▶ **Text passage**

By Angus Dalton
From the ashes of the asteroid strike that killed the dinosaurs, the ancestors of modern birds arose in an evolutionary blitz that would eventually bring albatross to Atlantic skies, emus to the outback and lorikeets to our windowsills.
Australian scientists have contributed to the largest and most complete study of bird evolution to date. This new tree of life, they say, confirms most modern bird groups evolved within a tiny five-million-year evolutionary window, bursting into the ecological chasm left by the dinosaurs.
The question of when modern birds arose has long dogged scientists and pitted evolutionary biologists against each other in fierce debate.
“Every time a new study is published, there’s basically a different story about how birds are related to each other. There’s lots of conflict,” said co-author of the research Professor Simon Ho, an evolutionary biologist at the University of Sydney.

▶ **Material provided**

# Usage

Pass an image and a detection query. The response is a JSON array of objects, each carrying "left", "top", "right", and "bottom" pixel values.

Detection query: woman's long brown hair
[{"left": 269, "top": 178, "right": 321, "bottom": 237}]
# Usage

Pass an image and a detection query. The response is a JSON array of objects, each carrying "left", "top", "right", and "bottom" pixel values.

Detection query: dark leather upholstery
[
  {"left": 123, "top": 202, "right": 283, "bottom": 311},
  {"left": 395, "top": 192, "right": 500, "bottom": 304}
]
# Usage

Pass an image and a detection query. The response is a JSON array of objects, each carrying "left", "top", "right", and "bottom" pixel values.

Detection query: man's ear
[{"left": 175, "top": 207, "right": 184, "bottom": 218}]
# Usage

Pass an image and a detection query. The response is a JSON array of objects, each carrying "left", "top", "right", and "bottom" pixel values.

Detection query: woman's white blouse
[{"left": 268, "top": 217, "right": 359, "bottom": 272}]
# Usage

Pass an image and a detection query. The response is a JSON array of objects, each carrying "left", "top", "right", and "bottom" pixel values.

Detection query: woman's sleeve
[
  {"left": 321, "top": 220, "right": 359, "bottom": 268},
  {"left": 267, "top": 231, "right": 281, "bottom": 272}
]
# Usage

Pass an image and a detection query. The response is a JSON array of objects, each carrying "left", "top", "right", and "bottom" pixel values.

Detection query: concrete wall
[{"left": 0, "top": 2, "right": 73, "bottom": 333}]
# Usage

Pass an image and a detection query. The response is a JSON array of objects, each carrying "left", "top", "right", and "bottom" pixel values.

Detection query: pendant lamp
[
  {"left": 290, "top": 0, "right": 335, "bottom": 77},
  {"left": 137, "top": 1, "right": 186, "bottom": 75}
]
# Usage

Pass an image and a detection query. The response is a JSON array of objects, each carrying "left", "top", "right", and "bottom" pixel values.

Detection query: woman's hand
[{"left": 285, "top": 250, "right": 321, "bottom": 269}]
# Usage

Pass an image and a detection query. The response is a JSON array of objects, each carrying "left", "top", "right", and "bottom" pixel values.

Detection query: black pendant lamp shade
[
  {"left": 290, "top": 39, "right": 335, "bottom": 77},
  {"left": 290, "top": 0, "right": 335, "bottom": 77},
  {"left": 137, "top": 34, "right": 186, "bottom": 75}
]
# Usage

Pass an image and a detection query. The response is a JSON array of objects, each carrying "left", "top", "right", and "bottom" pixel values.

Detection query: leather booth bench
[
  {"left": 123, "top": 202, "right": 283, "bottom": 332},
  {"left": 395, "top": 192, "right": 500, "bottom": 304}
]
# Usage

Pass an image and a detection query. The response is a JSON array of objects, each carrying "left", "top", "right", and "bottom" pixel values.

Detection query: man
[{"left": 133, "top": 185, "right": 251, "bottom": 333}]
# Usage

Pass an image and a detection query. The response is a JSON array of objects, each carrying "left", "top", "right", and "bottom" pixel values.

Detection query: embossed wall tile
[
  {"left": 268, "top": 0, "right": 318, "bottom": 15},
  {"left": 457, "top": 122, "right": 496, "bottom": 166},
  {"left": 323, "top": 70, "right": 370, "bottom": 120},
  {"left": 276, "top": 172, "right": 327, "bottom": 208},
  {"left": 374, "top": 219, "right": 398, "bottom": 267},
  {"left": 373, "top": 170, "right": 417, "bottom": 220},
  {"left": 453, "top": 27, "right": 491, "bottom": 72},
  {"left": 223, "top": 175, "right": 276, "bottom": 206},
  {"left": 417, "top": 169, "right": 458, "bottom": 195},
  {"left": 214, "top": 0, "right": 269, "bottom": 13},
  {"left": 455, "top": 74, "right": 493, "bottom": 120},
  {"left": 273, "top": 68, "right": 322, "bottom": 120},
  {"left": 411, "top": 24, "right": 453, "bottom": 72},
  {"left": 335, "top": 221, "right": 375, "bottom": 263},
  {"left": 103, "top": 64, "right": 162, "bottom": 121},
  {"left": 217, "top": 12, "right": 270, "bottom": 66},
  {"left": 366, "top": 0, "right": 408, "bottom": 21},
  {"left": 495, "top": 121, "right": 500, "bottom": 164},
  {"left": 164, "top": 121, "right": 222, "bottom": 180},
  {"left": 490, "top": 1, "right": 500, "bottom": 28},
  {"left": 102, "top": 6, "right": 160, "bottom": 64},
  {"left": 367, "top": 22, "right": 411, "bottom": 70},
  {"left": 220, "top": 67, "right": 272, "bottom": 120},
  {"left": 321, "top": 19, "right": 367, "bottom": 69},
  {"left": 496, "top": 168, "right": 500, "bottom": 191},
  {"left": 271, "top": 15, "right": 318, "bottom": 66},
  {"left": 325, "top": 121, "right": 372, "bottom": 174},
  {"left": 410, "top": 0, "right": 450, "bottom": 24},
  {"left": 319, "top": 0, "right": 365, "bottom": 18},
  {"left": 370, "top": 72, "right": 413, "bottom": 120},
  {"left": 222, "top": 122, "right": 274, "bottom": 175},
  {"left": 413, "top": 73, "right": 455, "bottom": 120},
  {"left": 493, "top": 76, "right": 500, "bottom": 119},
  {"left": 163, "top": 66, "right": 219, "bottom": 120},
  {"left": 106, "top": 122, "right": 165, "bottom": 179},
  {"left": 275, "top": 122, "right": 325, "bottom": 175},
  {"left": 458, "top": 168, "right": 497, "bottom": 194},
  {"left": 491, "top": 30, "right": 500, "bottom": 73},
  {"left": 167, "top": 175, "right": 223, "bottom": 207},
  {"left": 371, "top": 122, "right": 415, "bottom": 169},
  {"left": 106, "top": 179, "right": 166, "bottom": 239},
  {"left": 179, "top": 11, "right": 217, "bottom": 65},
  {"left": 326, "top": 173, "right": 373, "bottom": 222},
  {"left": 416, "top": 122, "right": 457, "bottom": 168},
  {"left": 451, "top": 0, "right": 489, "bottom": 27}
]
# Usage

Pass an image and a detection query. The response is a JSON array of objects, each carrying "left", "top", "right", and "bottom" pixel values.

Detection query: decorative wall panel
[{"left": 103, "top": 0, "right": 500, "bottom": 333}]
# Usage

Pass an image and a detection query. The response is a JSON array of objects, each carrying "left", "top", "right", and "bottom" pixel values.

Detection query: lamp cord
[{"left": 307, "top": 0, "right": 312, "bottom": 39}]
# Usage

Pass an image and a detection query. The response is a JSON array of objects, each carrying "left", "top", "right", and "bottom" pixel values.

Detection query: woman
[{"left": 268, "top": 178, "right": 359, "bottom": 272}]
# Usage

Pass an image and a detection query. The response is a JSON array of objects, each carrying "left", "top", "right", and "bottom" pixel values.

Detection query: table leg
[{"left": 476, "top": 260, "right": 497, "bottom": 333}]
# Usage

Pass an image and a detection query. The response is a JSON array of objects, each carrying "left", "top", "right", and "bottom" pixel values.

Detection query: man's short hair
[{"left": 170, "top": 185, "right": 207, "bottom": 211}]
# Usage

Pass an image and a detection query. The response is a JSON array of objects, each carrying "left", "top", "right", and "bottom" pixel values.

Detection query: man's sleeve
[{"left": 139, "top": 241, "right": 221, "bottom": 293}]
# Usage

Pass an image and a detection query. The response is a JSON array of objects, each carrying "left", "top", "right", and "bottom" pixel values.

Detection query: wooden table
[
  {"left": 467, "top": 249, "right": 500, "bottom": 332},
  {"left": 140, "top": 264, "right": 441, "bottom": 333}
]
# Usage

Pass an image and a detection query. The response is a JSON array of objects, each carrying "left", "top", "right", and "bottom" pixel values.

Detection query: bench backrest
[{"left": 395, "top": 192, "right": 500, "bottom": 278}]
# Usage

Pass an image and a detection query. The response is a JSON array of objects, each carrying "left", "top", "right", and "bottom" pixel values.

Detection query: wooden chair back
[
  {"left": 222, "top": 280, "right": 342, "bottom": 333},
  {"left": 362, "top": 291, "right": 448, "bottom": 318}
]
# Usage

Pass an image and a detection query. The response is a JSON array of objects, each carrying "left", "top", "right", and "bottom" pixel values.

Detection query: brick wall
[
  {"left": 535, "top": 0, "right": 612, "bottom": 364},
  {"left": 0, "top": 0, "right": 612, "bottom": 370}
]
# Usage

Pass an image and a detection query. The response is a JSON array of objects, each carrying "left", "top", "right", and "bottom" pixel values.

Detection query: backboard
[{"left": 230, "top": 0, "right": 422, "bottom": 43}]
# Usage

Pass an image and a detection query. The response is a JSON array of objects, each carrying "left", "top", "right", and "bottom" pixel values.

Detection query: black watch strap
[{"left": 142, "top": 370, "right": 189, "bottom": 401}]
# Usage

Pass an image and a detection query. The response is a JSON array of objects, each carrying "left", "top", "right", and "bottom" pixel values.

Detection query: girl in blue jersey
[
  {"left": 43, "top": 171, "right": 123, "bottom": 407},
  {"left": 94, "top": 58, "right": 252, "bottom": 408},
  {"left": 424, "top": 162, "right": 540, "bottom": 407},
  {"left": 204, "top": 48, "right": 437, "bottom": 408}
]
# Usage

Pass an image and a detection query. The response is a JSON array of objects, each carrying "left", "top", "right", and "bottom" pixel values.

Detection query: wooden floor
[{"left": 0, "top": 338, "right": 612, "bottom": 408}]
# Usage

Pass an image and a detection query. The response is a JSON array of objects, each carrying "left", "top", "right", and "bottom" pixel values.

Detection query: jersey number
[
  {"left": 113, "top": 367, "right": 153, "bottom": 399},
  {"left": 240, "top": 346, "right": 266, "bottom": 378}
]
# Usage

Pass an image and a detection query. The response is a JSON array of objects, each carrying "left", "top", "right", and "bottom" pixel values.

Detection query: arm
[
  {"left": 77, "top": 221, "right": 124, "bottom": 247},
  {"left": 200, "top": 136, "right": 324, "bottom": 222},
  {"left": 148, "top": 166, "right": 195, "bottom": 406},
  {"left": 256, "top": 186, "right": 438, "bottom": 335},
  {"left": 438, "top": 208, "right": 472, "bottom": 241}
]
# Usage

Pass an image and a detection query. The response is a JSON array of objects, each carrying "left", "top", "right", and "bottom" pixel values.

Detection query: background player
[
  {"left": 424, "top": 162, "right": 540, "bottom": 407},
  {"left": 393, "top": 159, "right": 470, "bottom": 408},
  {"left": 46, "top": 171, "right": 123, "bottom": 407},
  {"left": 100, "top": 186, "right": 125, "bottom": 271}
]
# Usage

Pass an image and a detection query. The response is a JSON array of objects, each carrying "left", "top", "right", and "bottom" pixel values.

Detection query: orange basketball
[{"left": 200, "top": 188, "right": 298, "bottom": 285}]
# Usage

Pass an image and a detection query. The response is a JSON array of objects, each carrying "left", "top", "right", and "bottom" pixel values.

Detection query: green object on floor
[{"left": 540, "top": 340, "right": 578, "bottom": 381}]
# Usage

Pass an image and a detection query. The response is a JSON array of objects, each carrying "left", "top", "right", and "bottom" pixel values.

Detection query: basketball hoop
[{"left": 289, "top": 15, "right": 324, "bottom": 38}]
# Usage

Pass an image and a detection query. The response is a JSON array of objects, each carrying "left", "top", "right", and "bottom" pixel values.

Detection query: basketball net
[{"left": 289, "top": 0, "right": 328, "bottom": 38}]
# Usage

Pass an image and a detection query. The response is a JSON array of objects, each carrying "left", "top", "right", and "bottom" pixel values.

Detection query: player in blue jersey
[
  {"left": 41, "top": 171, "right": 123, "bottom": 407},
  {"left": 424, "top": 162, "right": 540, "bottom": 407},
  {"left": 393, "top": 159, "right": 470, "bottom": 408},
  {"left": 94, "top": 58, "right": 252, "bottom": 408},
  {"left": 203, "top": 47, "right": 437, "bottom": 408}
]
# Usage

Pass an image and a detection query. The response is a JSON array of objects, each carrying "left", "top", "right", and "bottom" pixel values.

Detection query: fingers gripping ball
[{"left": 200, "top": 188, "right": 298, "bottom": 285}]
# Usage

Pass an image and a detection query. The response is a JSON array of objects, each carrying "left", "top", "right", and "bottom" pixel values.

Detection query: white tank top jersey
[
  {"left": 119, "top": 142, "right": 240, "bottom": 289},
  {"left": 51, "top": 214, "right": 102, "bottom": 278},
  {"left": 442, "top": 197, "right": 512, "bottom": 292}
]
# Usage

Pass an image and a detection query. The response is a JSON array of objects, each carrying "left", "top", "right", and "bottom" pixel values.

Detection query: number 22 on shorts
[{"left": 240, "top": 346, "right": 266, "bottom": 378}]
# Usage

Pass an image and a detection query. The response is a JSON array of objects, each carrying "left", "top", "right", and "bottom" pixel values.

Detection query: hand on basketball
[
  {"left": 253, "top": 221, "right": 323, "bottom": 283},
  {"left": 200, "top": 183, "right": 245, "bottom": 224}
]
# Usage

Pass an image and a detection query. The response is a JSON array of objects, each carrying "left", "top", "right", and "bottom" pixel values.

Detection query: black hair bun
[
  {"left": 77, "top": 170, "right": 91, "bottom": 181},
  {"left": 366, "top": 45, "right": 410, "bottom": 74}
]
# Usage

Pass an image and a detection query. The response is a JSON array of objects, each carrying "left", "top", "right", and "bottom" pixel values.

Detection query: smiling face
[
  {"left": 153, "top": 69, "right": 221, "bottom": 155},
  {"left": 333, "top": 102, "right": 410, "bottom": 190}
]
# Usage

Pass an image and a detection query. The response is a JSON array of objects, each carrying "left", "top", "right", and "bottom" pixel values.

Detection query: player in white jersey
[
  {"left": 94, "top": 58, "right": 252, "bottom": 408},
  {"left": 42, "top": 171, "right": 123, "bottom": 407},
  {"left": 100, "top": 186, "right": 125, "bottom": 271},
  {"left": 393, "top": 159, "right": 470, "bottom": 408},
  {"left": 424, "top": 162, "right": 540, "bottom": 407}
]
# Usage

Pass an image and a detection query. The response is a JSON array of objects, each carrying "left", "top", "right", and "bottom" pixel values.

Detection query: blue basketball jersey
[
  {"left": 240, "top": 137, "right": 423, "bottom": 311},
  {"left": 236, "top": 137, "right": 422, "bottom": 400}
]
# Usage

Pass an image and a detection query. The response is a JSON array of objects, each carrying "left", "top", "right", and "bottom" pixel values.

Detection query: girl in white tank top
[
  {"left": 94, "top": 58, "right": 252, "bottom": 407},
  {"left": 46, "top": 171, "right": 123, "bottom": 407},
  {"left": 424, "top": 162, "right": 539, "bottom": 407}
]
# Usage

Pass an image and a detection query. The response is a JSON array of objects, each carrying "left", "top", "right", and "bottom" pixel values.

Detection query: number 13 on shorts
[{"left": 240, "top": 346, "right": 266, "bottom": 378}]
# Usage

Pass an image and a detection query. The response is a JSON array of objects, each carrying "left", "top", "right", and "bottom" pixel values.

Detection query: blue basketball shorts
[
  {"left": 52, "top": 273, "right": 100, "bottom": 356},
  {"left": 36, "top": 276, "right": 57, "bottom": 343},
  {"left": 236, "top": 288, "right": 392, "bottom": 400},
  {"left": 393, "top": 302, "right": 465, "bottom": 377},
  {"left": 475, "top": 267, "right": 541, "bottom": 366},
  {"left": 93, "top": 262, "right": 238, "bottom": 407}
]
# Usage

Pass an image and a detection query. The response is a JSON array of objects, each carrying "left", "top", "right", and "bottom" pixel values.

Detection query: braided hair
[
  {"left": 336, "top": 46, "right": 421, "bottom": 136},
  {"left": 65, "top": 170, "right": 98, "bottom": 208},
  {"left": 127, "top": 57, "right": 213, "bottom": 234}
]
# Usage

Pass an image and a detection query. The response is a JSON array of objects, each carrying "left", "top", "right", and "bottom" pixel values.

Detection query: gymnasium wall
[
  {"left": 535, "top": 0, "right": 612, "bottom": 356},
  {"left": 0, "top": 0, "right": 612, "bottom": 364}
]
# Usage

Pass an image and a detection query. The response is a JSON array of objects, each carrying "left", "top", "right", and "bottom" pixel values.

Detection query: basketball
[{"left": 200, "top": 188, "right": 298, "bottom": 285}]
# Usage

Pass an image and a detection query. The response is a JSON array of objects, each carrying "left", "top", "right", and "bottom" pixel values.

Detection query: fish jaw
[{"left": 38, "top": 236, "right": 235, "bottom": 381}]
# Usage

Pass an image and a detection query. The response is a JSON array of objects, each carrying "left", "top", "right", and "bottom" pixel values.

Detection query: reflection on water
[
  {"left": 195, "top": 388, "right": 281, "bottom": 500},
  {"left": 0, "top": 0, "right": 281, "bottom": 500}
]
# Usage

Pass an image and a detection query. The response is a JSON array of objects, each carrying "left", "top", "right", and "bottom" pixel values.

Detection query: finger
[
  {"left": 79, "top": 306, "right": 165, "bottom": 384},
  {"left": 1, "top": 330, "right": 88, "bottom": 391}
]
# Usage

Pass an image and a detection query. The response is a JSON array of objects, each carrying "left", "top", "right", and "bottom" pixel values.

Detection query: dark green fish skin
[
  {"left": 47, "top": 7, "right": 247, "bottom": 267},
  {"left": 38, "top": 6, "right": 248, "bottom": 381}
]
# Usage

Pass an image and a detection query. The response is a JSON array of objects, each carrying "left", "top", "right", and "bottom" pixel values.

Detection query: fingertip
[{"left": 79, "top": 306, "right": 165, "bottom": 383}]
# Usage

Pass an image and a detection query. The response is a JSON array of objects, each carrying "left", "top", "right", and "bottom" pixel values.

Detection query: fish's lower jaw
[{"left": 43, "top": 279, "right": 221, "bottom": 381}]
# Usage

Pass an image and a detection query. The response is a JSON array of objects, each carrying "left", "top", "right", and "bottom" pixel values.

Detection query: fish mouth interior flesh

▶ **Problems to work on**
**a)** Answer these about the bird evolution article:
(i) Within how many years did most modern bird groups evolve, according to the new study?
(ii) At which university does Professor Simon Ho work?
(iii) From the ashes of what event did the ancestors of modern birds arise?
**b)** Copy the bird evolution article word for word, everything from "The question of" down to "University of Sydney.".
**c)** Carry on the bird evolution article from its last sentence.
The records are separate from the bird evolution article.

▶ **Per-task outputs**
**a)**
(i) Five million years
(ii) The University of Sydney
(iii) The asteroid strike that killed the dinosaurs

**b)**
The question of when modern birds arose has long dogged scientists and pitted evolutionary biologists against each other in fierce debate.
“Every time a new study is published, there’s basically a different story about how birds are related to each other. There’s lots of conflict,” said co-author of the research Professor Simon Ho, an evolutionary biologist at the University of Sydney.

**c)**
Only in February, another study claimed modern birds arose 100 million years ago amid the dinosaurs’ reign and that the mass asteroid extinction 66 million years ago had “limited impact on birds’ evolution”.
“But now, because we’ve got the largest data set that we’ve ever used for studying birds, we think we’ve got the most confident estimate,” Ho said.
Scientists crunched the billion letter-long genomes of 363 birds and analysed 187 fossils for the study, published in Nature on Tuesday.
Dr Jacqueline Nguyen was part of the study’s fossil team. In 2013, she identified a 16- to 23 million-year-old fragment of fossilised magpie leg bone and named the ancient species Kurrartapu johnnguyeni – in honour of her father, who had died from leukaemia.
“Now it’s been used to estimate when all living birds appeared, so this humble little fossil has actually had quite an important role in our understanding of bird evolution,” said Nguyen, a bird palaeontologist from the Australian Museum and Flinders University.
The researchers believe only two modern bird groups were around at the time of the dinosaurs: the flightless ratites, which now includes emus, ostriches and cassowaries; and fowl, including the ancestors of chickens, ducks, swans and geese.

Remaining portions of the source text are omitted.